-- ACTION ITEM --
Below are records to write out exactly; drop the pictures when you do.

-- ENTRIES SHOWN --
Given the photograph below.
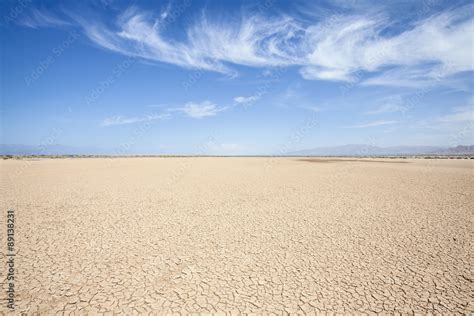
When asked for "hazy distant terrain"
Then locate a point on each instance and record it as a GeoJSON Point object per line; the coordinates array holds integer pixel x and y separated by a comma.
{"type": "Point", "coordinates": [347, 150]}
{"type": "Point", "coordinates": [368, 150]}
{"type": "Point", "coordinates": [241, 235]}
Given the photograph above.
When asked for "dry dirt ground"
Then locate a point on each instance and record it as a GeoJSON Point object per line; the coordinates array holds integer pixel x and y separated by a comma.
{"type": "Point", "coordinates": [240, 235]}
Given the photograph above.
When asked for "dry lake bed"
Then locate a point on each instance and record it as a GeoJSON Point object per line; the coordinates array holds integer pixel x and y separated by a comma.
{"type": "Point", "coordinates": [239, 235]}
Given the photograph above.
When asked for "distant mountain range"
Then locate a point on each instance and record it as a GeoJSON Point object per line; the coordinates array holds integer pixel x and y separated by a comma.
{"type": "Point", "coordinates": [368, 150]}
{"type": "Point", "coordinates": [346, 150]}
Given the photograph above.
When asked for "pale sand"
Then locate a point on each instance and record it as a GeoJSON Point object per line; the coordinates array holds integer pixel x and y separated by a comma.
{"type": "Point", "coordinates": [278, 235]}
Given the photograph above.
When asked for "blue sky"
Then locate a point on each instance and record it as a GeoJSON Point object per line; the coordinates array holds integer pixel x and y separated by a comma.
{"type": "Point", "coordinates": [236, 77]}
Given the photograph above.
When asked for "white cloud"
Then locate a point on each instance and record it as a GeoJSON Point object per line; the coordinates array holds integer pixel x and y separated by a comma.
{"type": "Point", "coordinates": [311, 108]}
{"type": "Point", "coordinates": [337, 47]}
{"type": "Point", "coordinates": [36, 18]}
{"type": "Point", "coordinates": [461, 114]}
{"type": "Point", "coordinates": [120, 120]}
{"type": "Point", "coordinates": [372, 124]}
{"type": "Point", "coordinates": [246, 100]}
{"type": "Point", "coordinates": [390, 105]}
{"type": "Point", "coordinates": [200, 110]}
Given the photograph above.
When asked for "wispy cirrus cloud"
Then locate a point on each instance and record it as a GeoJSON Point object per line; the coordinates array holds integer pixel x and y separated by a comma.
{"type": "Point", "coordinates": [461, 114]}
{"type": "Point", "coordinates": [332, 48]}
{"type": "Point", "coordinates": [389, 105]}
{"type": "Point", "coordinates": [372, 124]}
{"type": "Point", "coordinates": [36, 18]}
{"type": "Point", "coordinates": [200, 110]}
{"type": "Point", "coordinates": [246, 100]}
{"type": "Point", "coordinates": [121, 120]}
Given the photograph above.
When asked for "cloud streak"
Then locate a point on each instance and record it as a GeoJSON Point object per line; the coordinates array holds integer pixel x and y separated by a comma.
{"type": "Point", "coordinates": [200, 110]}
{"type": "Point", "coordinates": [372, 124]}
{"type": "Point", "coordinates": [120, 120]}
{"type": "Point", "coordinates": [336, 48]}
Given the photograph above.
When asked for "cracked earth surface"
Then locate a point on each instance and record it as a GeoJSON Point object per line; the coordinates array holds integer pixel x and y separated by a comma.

-- FINISHED TASK --
Given the photograph below.
When asked for "hazy distant terrain"
Then locate a point on each instance and record it as a GeoJSON Point object per line; the coordinates array holds integer pixel x and y separated by a comma.
{"type": "Point", "coordinates": [347, 150]}
{"type": "Point", "coordinates": [368, 150]}
{"type": "Point", "coordinates": [241, 235]}
Given the photograph above.
When asked for "dry dirt ground"
Then locate a point on each instance and record it as a GeoJSON Point object per line; the coordinates array holds integer pixel x and y separated by a comma.
{"type": "Point", "coordinates": [240, 235]}
Given the photograph above.
When asked for "dry lake bed"
Then locate a point on each instance and record it as a GeoJSON Point object per line; the coordinates array holds integer pixel x and y separated by a comma.
{"type": "Point", "coordinates": [239, 235]}
Given the photograph above.
When asked for "distant mountain range"
Then locate a point on each instance and record it as a GeoJSON Point object per line; the coordinates array holds integer pixel x and y separated by a comma.
{"type": "Point", "coordinates": [368, 150]}
{"type": "Point", "coordinates": [346, 150]}
Given the photograph above.
When asked for "pale sand"
Then locate a point on each instance and record it as a GeoJSON Point object per line; the coordinates array holds integer pixel x and y separated by a comma.
{"type": "Point", "coordinates": [278, 235]}
Given the photograph above.
When asked for "blue sky"
Then locate a point on each instance and record it as a GeoJSON Point object per line; the coordinates array holds integer pixel x and y separated by a comma.
{"type": "Point", "coordinates": [236, 77]}
Given the photograph above.
When asked for "white cloud"
Then locate a point on each instance and record it as a GeoJSON Point object per line; the coordinates array holds integer pixel x and y separated by a comma.
{"type": "Point", "coordinates": [311, 108]}
{"type": "Point", "coordinates": [337, 47]}
{"type": "Point", "coordinates": [36, 18]}
{"type": "Point", "coordinates": [461, 114]}
{"type": "Point", "coordinates": [120, 120]}
{"type": "Point", "coordinates": [372, 124]}
{"type": "Point", "coordinates": [246, 100]}
{"type": "Point", "coordinates": [390, 105]}
{"type": "Point", "coordinates": [200, 110]}
Given the photograph above.
When asked for "wispy cirrus cloud"
Then locate a point on each instance and record it as a GeoJSON Point object per line; the coordinates array holds integer pixel x and y separated by a comma.
{"type": "Point", "coordinates": [461, 114]}
{"type": "Point", "coordinates": [332, 48]}
{"type": "Point", "coordinates": [389, 105]}
{"type": "Point", "coordinates": [372, 124]}
{"type": "Point", "coordinates": [36, 18]}
{"type": "Point", "coordinates": [200, 110]}
{"type": "Point", "coordinates": [246, 100]}
{"type": "Point", "coordinates": [121, 120]}
Given the photograph above.
When asked for "cloud streak"
Then locate a point on each instance and record it as a GeoJSON Point object per line; the coordinates array holds integer pixel x and y separated by a comma.
{"type": "Point", "coordinates": [200, 110]}
{"type": "Point", "coordinates": [372, 124]}
{"type": "Point", "coordinates": [120, 120]}
{"type": "Point", "coordinates": [336, 48]}
Given the photograph above.
When asked for "cracked earth surface"
Then locate a point on each instance and record it as a GeoJSON Point object per line; the coordinates array holds integer pixel x and y separated by a comma.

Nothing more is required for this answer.